Below is a listing; restate from it, character for character, the lines beginning at the line holding "Target phrase = orange cloud" and ending at the line holding "Target phrase = distant building", both included.

EXTRACTED INFORMATION:
>>>>
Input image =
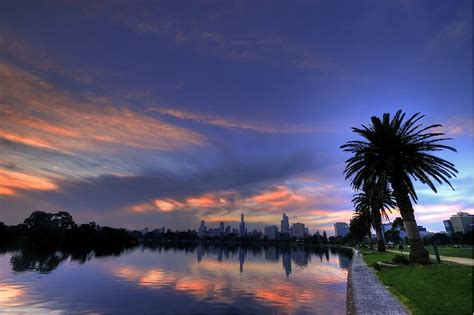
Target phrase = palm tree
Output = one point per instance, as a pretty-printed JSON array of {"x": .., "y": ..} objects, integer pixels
[
  {"x": 375, "y": 204},
  {"x": 359, "y": 227},
  {"x": 398, "y": 151}
]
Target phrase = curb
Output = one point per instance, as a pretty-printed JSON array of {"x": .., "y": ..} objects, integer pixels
[{"x": 366, "y": 294}]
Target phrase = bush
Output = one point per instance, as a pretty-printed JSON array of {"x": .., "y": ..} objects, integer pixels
[
  {"x": 376, "y": 266},
  {"x": 401, "y": 259}
]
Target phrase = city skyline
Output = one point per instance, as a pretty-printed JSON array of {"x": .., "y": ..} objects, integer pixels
[{"x": 159, "y": 115}]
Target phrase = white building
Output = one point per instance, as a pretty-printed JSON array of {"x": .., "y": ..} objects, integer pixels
[
  {"x": 202, "y": 228},
  {"x": 285, "y": 224},
  {"x": 462, "y": 222},
  {"x": 341, "y": 229},
  {"x": 271, "y": 232},
  {"x": 298, "y": 230}
]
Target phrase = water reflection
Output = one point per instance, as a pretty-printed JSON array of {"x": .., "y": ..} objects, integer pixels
[{"x": 182, "y": 279}]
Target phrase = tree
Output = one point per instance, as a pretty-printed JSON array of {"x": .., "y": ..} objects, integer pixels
[
  {"x": 397, "y": 224},
  {"x": 375, "y": 206},
  {"x": 359, "y": 226},
  {"x": 398, "y": 151}
]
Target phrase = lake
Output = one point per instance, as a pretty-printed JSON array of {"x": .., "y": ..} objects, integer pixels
[{"x": 198, "y": 279}]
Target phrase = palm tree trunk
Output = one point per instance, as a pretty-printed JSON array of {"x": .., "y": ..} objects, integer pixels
[{"x": 418, "y": 252}]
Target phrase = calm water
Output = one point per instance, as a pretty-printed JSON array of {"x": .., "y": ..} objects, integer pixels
[{"x": 196, "y": 279}]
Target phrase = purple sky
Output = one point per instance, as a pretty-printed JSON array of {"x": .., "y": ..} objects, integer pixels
[{"x": 140, "y": 113}]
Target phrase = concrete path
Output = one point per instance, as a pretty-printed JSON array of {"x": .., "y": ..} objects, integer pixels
[
  {"x": 366, "y": 294},
  {"x": 457, "y": 260}
]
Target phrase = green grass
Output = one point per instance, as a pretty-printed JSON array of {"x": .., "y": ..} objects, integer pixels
[
  {"x": 464, "y": 252},
  {"x": 433, "y": 289}
]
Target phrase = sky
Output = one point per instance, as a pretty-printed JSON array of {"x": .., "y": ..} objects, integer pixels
[{"x": 148, "y": 114}]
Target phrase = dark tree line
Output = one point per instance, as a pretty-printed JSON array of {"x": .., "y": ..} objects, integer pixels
[{"x": 42, "y": 230}]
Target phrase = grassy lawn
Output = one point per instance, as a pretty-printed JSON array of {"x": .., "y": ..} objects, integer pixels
[
  {"x": 433, "y": 289},
  {"x": 465, "y": 252}
]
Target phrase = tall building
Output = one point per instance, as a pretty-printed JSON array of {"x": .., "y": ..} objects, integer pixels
[
  {"x": 341, "y": 229},
  {"x": 448, "y": 226},
  {"x": 202, "y": 228},
  {"x": 298, "y": 230},
  {"x": 462, "y": 222},
  {"x": 242, "y": 229},
  {"x": 221, "y": 227},
  {"x": 271, "y": 232},
  {"x": 285, "y": 224}
]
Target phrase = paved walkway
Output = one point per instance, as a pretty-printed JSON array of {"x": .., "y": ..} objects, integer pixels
[
  {"x": 457, "y": 260},
  {"x": 366, "y": 294}
]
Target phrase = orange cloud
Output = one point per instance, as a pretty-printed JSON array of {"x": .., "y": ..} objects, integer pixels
[
  {"x": 38, "y": 114},
  {"x": 280, "y": 197},
  {"x": 206, "y": 201},
  {"x": 231, "y": 123},
  {"x": 11, "y": 181}
]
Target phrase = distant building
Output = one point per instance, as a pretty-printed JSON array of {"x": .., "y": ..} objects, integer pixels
[
  {"x": 285, "y": 224},
  {"x": 298, "y": 230},
  {"x": 389, "y": 226},
  {"x": 271, "y": 232},
  {"x": 341, "y": 229},
  {"x": 448, "y": 226},
  {"x": 202, "y": 228},
  {"x": 462, "y": 222},
  {"x": 221, "y": 227},
  {"x": 242, "y": 228}
]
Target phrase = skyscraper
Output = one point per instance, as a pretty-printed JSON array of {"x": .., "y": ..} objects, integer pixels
[
  {"x": 271, "y": 232},
  {"x": 462, "y": 222},
  {"x": 202, "y": 228},
  {"x": 298, "y": 230},
  {"x": 285, "y": 224},
  {"x": 242, "y": 228},
  {"x": 448, "y": 226},
  {"x": 221, "y": 227},
  {"x": 341, "y": 229}
]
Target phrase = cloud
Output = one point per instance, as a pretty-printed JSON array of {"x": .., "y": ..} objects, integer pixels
[
  {"x": 139, "y": 199},
  {"x": 36, "y": 113},
  {"x": 232, "y": 123},
  {"x": 71, "y": 129},
  {"x": 21, "y": 51},
  {"x": 458, "y": 126}
]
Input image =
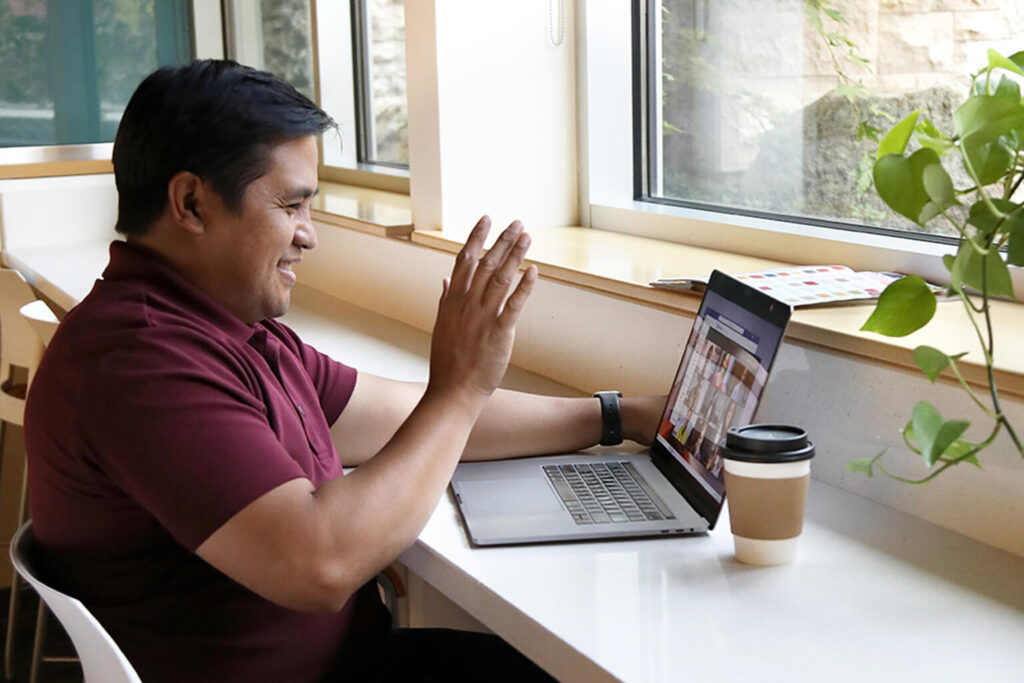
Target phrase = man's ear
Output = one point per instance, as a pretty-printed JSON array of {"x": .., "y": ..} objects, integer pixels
[{"x": 184, "y": 202}]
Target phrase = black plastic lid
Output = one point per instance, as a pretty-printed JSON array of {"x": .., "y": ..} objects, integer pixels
[{"x": 767, "y": 443}]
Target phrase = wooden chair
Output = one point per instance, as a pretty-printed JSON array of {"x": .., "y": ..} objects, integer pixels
[{"x": 19, "y": 354}]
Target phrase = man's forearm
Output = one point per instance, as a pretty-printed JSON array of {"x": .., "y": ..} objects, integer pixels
[{"x": 522, "y": 424}]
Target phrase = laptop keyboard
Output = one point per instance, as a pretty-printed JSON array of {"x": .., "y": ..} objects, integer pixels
[{"x": 606, "y": 493}]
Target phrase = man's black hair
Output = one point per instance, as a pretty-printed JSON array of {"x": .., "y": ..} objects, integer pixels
[{"x": 214, "y": 118}]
<<<<
ANSWER BOX:
Target phrase = orange cloud
Output = one point per instance, as a pretty-printed JSON array of {"x": .., "y": ..} objects, integer pixels
[
  {"x": 38, "y": 114},
  {"x": 280, "y": 197},
  {"x": 206, "y": 201},
  {"x": 231, "y": 123},
  {"x": 11, "y": 181}
]
Target phrase = distant building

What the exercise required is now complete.